◆ **Data provided**

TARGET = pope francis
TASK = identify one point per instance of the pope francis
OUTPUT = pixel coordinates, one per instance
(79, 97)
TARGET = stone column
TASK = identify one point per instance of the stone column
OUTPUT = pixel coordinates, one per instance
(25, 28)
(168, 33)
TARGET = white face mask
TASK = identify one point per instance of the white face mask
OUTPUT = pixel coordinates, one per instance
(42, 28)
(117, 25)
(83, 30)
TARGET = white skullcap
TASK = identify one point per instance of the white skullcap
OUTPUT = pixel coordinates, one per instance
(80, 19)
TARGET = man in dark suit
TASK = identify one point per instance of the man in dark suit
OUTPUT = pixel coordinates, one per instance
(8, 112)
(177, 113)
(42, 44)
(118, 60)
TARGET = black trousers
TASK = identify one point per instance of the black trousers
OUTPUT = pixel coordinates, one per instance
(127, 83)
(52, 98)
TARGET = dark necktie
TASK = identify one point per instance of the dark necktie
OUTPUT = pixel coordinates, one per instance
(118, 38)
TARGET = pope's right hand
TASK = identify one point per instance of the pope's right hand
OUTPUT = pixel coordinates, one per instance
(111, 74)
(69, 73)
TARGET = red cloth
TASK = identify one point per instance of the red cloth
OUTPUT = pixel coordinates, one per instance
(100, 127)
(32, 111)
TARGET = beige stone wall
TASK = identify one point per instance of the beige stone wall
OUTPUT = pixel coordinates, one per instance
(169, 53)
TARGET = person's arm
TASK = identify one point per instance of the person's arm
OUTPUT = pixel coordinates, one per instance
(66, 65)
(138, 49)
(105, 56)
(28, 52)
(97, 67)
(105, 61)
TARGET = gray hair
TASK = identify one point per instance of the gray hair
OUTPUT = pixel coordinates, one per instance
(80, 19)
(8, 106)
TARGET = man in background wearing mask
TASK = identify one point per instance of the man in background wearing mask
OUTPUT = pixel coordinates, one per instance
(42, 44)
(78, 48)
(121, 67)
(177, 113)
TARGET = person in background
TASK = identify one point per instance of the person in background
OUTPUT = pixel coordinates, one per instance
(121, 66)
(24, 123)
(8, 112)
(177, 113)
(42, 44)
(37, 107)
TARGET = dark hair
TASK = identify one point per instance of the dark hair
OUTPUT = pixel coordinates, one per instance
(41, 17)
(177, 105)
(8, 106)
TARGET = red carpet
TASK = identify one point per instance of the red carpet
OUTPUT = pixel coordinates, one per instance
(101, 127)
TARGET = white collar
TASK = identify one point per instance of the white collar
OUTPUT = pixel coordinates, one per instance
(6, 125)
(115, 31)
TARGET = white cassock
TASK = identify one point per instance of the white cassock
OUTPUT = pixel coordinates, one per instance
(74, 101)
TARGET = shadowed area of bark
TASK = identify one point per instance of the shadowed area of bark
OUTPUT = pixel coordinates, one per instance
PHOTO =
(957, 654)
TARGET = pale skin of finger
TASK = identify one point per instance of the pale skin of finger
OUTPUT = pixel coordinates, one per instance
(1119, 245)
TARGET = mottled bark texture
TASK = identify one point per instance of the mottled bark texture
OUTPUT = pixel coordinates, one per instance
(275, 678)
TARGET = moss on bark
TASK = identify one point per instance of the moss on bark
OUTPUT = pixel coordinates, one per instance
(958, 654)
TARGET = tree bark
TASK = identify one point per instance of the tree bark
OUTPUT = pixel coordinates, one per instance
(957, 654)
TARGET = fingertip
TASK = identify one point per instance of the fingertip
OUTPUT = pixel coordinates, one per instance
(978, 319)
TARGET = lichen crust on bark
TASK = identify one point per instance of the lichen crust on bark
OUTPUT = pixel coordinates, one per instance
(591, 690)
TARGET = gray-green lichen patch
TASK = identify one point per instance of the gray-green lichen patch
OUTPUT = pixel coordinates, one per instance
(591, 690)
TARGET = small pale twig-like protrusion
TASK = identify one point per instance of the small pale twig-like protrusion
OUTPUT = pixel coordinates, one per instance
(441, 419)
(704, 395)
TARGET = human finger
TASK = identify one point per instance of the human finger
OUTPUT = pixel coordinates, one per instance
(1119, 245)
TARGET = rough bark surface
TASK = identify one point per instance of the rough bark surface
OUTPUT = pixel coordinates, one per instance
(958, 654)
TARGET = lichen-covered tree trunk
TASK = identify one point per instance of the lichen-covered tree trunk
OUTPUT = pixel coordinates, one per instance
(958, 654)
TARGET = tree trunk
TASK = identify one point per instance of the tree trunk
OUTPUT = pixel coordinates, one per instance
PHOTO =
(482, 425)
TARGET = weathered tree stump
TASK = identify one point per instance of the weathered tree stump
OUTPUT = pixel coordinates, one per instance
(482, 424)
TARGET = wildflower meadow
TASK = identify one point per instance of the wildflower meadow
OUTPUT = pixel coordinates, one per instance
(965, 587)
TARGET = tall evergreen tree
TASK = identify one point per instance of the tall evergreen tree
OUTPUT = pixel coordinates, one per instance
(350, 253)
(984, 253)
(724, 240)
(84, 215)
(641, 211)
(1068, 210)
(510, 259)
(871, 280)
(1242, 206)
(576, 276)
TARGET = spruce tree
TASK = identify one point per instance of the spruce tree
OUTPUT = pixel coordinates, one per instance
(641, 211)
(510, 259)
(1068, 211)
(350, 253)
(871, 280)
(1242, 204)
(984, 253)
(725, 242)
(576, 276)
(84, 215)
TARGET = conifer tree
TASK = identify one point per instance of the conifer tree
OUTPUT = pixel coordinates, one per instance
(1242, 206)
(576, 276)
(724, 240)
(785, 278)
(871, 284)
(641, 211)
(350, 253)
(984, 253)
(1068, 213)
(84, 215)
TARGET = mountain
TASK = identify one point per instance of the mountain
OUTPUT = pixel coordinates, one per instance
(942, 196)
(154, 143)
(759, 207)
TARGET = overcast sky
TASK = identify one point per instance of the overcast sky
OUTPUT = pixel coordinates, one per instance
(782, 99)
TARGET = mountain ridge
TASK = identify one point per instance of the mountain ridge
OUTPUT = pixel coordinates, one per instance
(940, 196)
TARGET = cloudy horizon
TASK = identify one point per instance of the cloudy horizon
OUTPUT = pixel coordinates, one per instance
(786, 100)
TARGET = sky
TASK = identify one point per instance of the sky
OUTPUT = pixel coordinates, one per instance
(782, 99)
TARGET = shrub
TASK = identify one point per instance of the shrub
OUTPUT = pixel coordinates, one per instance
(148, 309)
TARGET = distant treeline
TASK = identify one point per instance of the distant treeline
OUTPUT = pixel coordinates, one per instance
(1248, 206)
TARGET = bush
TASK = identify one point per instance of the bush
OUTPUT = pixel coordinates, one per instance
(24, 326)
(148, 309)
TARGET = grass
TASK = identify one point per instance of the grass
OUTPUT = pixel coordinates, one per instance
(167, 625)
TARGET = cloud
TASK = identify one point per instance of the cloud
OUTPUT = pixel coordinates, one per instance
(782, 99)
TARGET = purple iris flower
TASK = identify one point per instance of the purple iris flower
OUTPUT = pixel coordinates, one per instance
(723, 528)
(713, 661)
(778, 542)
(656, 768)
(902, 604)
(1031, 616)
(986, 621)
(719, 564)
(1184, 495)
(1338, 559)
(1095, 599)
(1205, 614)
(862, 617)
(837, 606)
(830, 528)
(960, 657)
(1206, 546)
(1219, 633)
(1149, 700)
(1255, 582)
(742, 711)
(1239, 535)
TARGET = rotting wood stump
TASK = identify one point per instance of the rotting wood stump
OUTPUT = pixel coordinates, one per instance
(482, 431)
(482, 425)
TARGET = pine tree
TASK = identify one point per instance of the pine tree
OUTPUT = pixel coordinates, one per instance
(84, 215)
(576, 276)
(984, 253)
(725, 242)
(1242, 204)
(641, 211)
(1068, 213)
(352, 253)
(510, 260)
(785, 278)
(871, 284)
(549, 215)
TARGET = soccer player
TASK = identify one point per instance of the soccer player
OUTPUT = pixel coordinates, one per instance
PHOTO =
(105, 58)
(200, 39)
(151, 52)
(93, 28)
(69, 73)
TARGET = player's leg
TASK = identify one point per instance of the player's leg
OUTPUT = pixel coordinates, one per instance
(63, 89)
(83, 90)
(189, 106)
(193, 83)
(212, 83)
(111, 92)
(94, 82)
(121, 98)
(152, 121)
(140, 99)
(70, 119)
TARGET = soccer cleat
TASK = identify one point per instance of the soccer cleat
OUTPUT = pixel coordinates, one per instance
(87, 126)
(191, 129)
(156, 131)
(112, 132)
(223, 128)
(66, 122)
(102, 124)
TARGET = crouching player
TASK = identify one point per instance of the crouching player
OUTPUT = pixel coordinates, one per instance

◆ **Requirements**
The answer consists only of the lines from the one containing "TARGET = shrub" to the end of the records, each written out exactly.

◆ **Expected answer**
TARGET = shrub
TASK = identify one point per instance of the shrub
OUTPUT = pixel coordinates, one per instance
(148, 309)
TARGET = distant treeline
TASK = identify one point per instance of the distant treeline
OUTPUT = pixel coordinates, one per instance
(1248, 206)
TARGET = bush
TASK = identify one point per instance of the bush
OUTPUT = pixel coordinates, one per instance
(24, 326)
(148, 309)
TARGET = grass
TASK = identify one point per instance of the grass
OUTPUT = pixel coordinates, one per instance
(167, 625)
TARGET = cloud
TASK = identify one point per instance of the cloud
OUTPUT = pixel coordinates, one per instance
(782, 99)
TARGET = purple iris flower
TASK = identify one point per instance of the purple iris flower
OUTPUT = pixel coordinates, one per instance
(723, 528)
(713, 661)
(778, 542)
(656, 768)
(902, 604)
(1031, 616)
(986, 621)
(719, 564)
(1184, 495)
(1338, 559)
(1095, 599)
(1205, 614)
(862, 617)
(837, 606)
(830, 528)
(960, 657)
(1206, 546)
(1219, 633)
(1149, 700)
(1255, 582)
(742, 711)
(1239, 535)
TARGET = rotting wood stump
TASK = identify one point per instance of the rotting wood stump
OUTPUT = pixel coordinates, one per instance
(482, 431)
(482, 425)
TARGET = pine tree
TASK = identify one point per instance of the pine tree
OUTPUT = pixel coordinates, one per instance
(84, 215)
(576, 276)
(984, 253)
(725, 242)
(1242, 204)
(641, 211)
(1068, 213)
(352, 253)
(510, 260)
(785, 278)
(871, 284)
(549, 215)
TARGET = soccer player
TASK = identify one point per instance of the soccer player
OUTPUT = pixel coordinates, one per instance
PHOTO =
(105, 58)
(200, 39)
(151, 52)
(93, 28)
(69, 73)
TARGET = player's leg
TASK = identify one point per instance of the player's leg
OUTPUT = pixel coordinates, one per instance
(63, 89)
(83, 90)
(189, 106)
(193, 83)
(212, 83)
(111, 92)
(94, 82)
(121, 98)
(152, 121)
(140, 99)
(70, 119)
TARGET = soccer cleat
TASK = identify one point per instance of the soccer cleat
OUTPUT = pixel coordinates, one per instance
(87, 126)
(191, 129)
(156, 131)
(112, 132)
(223, 128)
(66, 122)
(102, 124)
TARGET = crouching player
TASK = identify one point per instance of the crouching player
OUTPUT = pixel coordinates, one per instance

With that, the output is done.